**Problem requirements**: Output verbatim the lines beginning at the one that contains "Points: one per" and ending at the last line of the material, inclusive of both.
__________
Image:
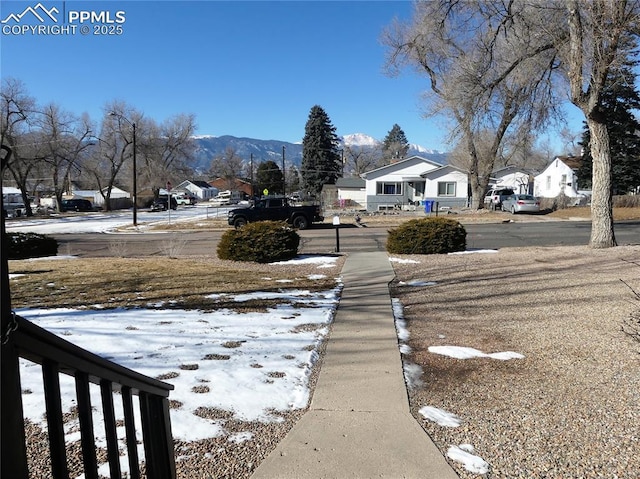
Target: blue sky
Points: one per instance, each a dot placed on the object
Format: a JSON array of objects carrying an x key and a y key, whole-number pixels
[{"x": 250, "y": 69}]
__________
**Exercise solution**:
Points: one per instance, each a dot placed on the object
Format: a JSON array of objects carrying an x key and a y key, whole-number pixels
[{"x": 250, "y": 69}]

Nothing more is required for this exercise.